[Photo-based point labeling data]

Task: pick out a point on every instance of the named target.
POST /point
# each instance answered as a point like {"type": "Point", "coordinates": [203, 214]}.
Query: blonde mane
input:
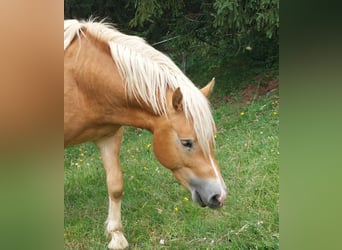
{"type": "Point", "coordinates": [148, 74]}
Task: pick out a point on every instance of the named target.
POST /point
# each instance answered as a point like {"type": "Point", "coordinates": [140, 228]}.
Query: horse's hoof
{"type": "Point", "coordinates": [118, 241]}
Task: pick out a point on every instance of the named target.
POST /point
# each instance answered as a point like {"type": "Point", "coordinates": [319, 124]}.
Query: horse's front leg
{"type": "Point", "coordinates": [110, 148]}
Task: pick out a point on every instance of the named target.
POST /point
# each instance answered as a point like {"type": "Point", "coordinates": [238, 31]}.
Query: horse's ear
{"type": "Point", "coordinates": [177, 99]}
{"type": "Point", "coordinates": [206, 91]}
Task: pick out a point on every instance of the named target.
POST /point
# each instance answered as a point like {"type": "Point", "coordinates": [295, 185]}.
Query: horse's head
{"type": "Point", "coordinates": [176, 146]}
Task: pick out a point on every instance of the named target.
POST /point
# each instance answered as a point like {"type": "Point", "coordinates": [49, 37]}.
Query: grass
{"type": "Point", "coordinates": [158, 213]}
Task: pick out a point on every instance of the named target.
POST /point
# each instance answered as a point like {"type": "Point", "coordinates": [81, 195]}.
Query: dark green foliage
{"type": "Point", "coordinates": [215, 37]}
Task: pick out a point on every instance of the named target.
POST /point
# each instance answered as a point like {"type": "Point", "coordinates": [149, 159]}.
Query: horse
{"type": "Point", "coordinates": [113, 80]}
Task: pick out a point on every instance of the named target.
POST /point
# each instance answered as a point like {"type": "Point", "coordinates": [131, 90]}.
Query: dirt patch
{"type": "Point", "coordinates": [252, 92]}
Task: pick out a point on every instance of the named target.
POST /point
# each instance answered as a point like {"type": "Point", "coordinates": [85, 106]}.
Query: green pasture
{"type": "Point", "coordinates": [158, 213]}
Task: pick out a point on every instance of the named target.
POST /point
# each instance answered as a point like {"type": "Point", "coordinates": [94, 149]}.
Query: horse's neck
{"type": "Point", "coordinates": [102, 85]}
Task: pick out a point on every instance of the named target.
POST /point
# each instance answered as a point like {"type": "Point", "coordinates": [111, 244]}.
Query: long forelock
{"type": "Point", "coordinates": [148, 74]}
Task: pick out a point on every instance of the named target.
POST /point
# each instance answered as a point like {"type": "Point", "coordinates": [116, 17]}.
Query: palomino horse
{"type": "Point", "coordinates": [112, 79]}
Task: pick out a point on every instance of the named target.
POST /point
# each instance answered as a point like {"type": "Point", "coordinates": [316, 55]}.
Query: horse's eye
{"type": "Point", "coordinates": [187, 143]}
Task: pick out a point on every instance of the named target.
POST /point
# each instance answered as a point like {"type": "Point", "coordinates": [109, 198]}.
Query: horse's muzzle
{"type": "Point", "coordinates": [208, 193]}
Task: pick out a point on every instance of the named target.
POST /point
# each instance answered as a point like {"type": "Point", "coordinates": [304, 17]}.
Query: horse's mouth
{"type": "Point", "coordinates": [198, 199]}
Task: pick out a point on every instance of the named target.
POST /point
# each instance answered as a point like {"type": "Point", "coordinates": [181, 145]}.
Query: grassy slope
{"type": "Point", "coordinates": [156, 208]}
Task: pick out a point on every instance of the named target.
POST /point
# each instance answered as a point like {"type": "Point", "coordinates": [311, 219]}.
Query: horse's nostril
{"type": "Point", "coordinates": [214, 201]}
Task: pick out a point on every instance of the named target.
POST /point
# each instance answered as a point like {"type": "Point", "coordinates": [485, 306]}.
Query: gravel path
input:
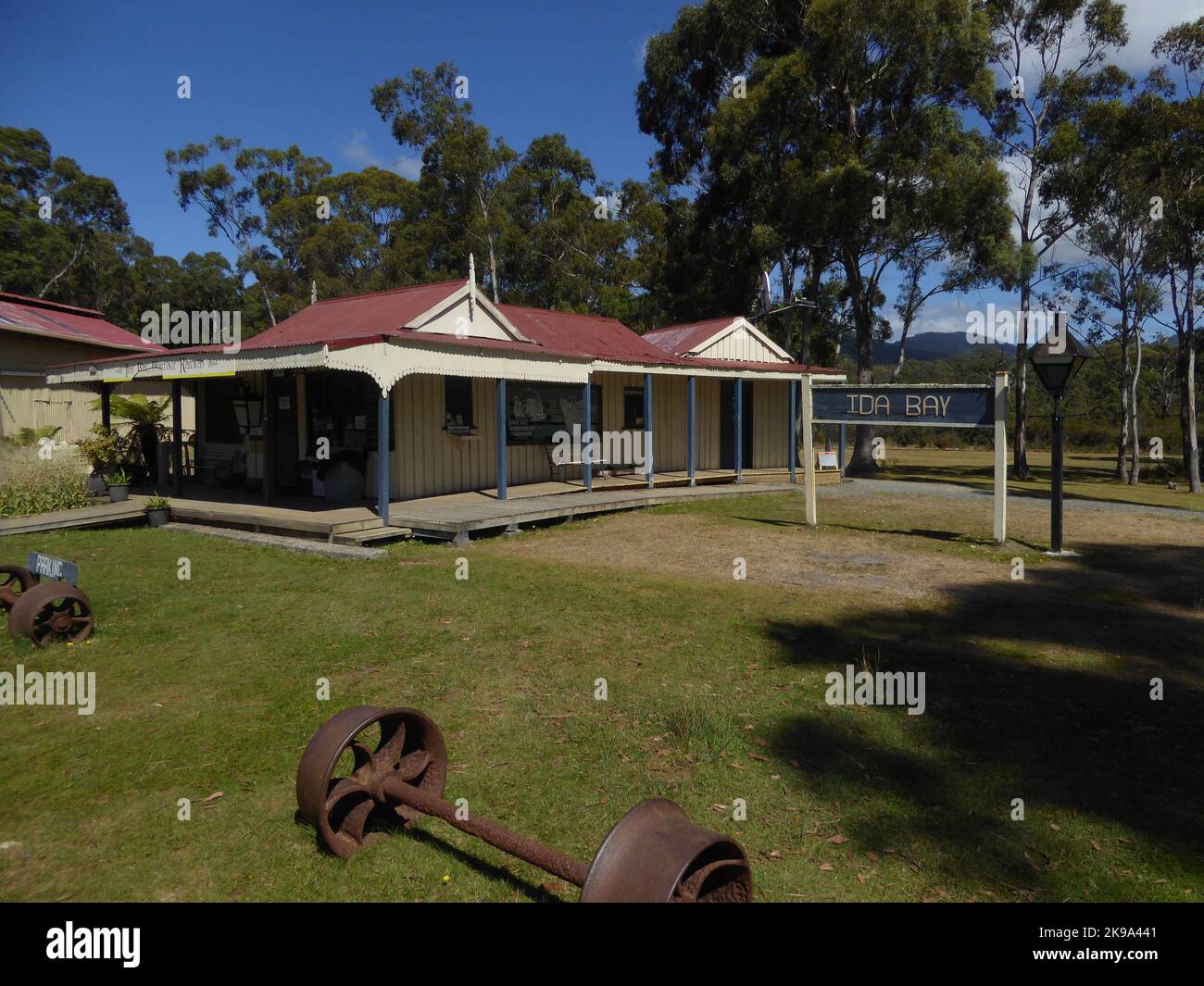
{"type": "Point", "coordinates": [863, 488]}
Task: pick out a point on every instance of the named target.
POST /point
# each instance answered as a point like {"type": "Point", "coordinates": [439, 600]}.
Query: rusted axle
{"type": "Point", "coordinates": [653, 854]}
{"type": "Point", "coordinates": [529, 850]}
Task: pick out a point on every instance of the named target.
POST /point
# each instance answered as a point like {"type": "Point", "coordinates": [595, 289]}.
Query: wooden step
{"type": "Point", "coordinates": [377, 533]}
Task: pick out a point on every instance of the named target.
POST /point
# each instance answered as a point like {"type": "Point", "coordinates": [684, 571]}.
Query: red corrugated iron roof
{"type": "Point", "coordinates": [357, 319]}
{"type": "Point", "coordinates": [679, 340]}
{"type": "Point", "coordinates": [584, 336]}
{"type": "Point", "coordinates": [68, 321]}
{"type": "Point", "coordinates": [354, 316]}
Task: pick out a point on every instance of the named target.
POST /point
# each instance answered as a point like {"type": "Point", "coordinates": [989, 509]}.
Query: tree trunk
{"type": "Point", "coordinates": [1019, 445]}
{"type": "Point", "coordinates": [1187, 409]}
{"type": "Point", "coordinates": [1135, 438]}
{"type": "Point", "coordinates": [898, 365]}
{"type": "Point", "coordinates": [811, 293]}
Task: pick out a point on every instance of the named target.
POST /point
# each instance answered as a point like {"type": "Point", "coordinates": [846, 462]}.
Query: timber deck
{"type": "Point", "coordinates": [452, 517]}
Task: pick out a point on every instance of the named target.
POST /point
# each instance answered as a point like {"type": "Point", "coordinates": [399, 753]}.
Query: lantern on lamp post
{"type": "Point", "coordinates": [1058, 359]}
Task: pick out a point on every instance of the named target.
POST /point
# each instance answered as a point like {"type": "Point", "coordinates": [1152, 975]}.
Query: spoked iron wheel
{"type": "Point", "coordinates": [52, 612]}
{"type": "Point", "coordinates": [345, 773]}
{"type": "Point", "coordinates": [15, 580]}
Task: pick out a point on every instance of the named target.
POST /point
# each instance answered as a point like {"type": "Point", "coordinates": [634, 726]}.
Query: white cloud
{"type": "Point", "coordinates": [357, 152]}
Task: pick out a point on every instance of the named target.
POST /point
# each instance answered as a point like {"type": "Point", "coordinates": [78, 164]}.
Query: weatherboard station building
{"type": "Point", "coordinates": [433, 389]}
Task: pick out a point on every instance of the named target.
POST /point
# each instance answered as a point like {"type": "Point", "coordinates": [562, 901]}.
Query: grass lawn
{"type": "Point", "coordinates": [1036, 689]}
{"type": "Point", "coordinates": [1088, 476]}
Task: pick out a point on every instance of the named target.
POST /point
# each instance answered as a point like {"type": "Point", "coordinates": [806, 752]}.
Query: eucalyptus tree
{"type": "Point", "coordinates": [1050, 56]}
{"type": "Point", "coordinates": [59, 225]}
{"type": "Point", "coordinates": [837, 128]}
{"type": "Point", "coordinates": [464, 168]}
{"type": "Point", "coordinates": [1178, 119]}
{"type": "Point", "coordinates": [245, 195]}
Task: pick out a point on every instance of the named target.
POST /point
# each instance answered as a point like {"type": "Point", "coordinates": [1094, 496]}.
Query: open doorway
{"type": "Point", "coordinates": [727, 425]}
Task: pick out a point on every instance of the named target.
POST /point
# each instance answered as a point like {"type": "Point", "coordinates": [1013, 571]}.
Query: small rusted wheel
{"type": "Point", "coordinates": [52, 612]}
{"type": "Point", "coordinates": [342, 772]}
{"type": "Point", "coordinates": [13, 581]}
{"type": "Point", "coordinates": [657, 855]}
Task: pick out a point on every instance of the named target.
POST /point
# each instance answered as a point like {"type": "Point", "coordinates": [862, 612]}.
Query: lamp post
{"type": "Point", "coordinates": [1058, 359]}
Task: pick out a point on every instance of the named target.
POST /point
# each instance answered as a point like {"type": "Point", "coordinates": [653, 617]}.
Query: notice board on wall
{"type": "Point", "coordinates": [536, 412]}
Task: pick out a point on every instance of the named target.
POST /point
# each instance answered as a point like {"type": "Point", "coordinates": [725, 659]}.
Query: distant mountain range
{"type": "Point", "coordinates": [923, 347]}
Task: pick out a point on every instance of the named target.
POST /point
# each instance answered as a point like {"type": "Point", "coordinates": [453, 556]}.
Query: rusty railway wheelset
{"type": "Point", "coordinates": [653, 855]}
{"type": "Point", "coordinates": [46, 612]}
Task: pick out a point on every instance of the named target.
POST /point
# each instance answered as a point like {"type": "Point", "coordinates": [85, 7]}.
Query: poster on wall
{"type": "Point", "coordinates": [536, 412]}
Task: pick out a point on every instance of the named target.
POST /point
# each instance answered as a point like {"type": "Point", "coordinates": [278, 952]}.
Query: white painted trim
{"type": "Point", "coordinates": [808, 453]}
{"type": "Point", "coordinates": [456, 297]}
{"type": "Point", "coordinates": [1000, 456]}
{"type": "Point", "coordinates": [157, 366]}
{"type": "Point", "coordinates": [430, 352]}
{"type": "Point", "coordinates": [739, 321]}
{"type": "Point", "coordinates": [133, 347]}
{"type": "Point", "coordinates": [388, 363]}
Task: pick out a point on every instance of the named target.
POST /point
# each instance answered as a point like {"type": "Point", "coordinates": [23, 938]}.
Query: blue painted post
{"type": "Point", "coordinates": [691, 437]}
{"type": "Point", "coordinates": [586, 445]}
{"type": "Point", "coordinates": [383, 459]}
{"type": "Point", "coordinates": [177, 438]}
{"type": "Point", "coordinates": [739, 430]}
{"type": "Point", "coordinates": [500, 392]}
{"type": "Point", "coordinates": [648, 428]}
{"type": "Point", "coordinates": [794, 429]}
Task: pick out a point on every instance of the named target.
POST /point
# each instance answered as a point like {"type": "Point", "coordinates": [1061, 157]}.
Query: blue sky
{"type": "Point", "coordinates": [99, 81]}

Set task: From the listing above, select every line that contains the string "horse", and reproduce each such line in full. Matching is case-sensitive.

Exercise answer:
Query: horse's hoof
Query: horse's front leg
Query: horse's ear
Query: horse's head
Query: horse
Query: horse's neck
Query: palomino horse
Query: horse's eye
Query: horse's muzzle
Query: horse's mouth
Query: horse's nostril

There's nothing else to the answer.